Passage to read.
· · · ·

Other influential conservative thinkers, such as Alexis de Tocqueville and Richard Weaver, also have emphasized the dangers of, as Weaver put it, having all other “virtues subordinated to successful gain-getting.”
When you listen to the policy focus coming from the right, such as a gluttony-driven energy policy that eschews conservation and renewable energy but favors aggressive fossil fuel production, it sounds a lot like 1960s liberalism’s credo: “if it feels good, do it.”
Any restraint on material appetites, even efficiency measures that make a dollar go further, is the enemy of a political ideology that places a premium on material gain and immediate gratification. This is not conservatism. There is nothing conservative about waste and gluttony.
Kirk underscored this when he wrote, “The American conservative will endeavor to exert some intelligent check upon material will and appetite.”
Stephens’ views on climate are typical of those who subscribe to what I refer to as “pretend conservatism.” His views are driven by a dogma and an egotism that results in a closed mind. There is no piece of evidence likely to alter his preconceived notions.
Conservatism requires decisions to be made on the basis of a clear-eyed and unbiased analysis of fact, and an adherence to values that have stood the test of time, not emotions stemming from a rigid political dogma.
The hostility towards faith exhibited in Stephens’ op-ed is as disconcerting as his egotistical dismissal of fact. It should serve as a wakeup call to religious conservatives.
The libertarian-inspired ideology that is masquerading as conservatism today is just as dangerous to religion as the secular humanism we find on the left. Traditional conservative values are being cast aside, such as humility, reverence, responsibility, stewardship and other moral principles—most of which stem from Biblical teaching.
The most fervent adherents to this doctrine, while giving lip service to traditional values, family and religion, will only accommodate them until they become inconvenient to their more immediate goals of gain and personal gratification.
The pro-life issue is one case in point.

· · · ·

Excerpted data.
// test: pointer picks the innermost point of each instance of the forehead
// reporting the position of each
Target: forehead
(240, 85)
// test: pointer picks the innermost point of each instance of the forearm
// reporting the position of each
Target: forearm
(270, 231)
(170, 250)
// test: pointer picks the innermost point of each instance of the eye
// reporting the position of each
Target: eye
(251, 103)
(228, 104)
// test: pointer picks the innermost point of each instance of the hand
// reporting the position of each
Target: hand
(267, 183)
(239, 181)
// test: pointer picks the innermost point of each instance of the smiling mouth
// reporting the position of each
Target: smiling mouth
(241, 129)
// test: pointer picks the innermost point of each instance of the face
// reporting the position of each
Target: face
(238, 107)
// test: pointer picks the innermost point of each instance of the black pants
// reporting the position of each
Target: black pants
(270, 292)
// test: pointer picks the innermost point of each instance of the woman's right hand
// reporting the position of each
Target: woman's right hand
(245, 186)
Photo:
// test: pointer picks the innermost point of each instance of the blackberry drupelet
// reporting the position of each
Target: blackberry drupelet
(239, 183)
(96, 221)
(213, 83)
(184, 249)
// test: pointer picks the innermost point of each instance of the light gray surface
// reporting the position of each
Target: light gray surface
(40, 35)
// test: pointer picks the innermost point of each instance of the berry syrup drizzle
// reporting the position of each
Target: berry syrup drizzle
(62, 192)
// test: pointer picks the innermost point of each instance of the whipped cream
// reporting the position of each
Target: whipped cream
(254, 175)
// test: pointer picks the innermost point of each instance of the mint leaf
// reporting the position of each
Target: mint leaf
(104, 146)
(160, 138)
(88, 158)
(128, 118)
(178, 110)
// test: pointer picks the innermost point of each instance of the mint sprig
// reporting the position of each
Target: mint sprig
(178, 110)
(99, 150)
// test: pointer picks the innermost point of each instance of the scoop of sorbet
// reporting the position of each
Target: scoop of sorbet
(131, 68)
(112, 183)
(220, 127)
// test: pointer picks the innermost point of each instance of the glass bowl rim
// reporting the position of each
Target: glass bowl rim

· · · ·

Exercise objective. Continue the essay on conservatism and "pretend conservatism" from its final sentence, "The pro-life issue is one case in point."

Written reply.
A pro-life position is embraced in the abstract in order to not offend religious conservatives, but these pretend conservatives are not inclined to advance the pro-life cause if it would mean a departure from the “mere laudation of private enterprise,” to quote Kirk again.
In fact, many on the right support policies that contradict a pro-life position and would result in harm to unborn children.
Mercury is a well-known toxic pollutant that bio-accumulates and works its way up the food chain. It is highly hazardous to human health and poses a particular threat to the development of the child in utero and early in life.
Industrial emissions, especially from coal-fired power plants, are the leading source of environmental mercury, but there are many so-called “conservatives” who are trying to block Clean Air Act standards that would significantly reduce the amount of mercury emitted from coal-fired power plants.
One supposedly conservative Congressman even went so far as to claim—against all medical evidence—that there is “no medical negative” to mercury emissions from power plants.
Why? Apparently because the coal industry is opposed to the standards—citing cost concerns and fear that it will lose market share to cleaner, natural gas-fired power plants.
Mr. Stephens’ op-ed is just one of many examples showing that what passes for conservatism today is a far cry from the real deal. Real conservatism may not be dead—most Americans still retain its core values—but the word “conservative” is being quickly redefined by the media on the left and right to describe a radicalism that betrays traditional conservatism.
Facing so many challenges that require taking the long view, including energy security and climate change, our nation cannot afford to have pretend conservatives in the driver’s seat. It needs real conservatives who are guided by traditional conservatism’s ethic of responsible stewardship, prudent forethought, and protecting the interests of future generations.
That will only happen if we start a whole new discussion about who and what is—or is not—conservative.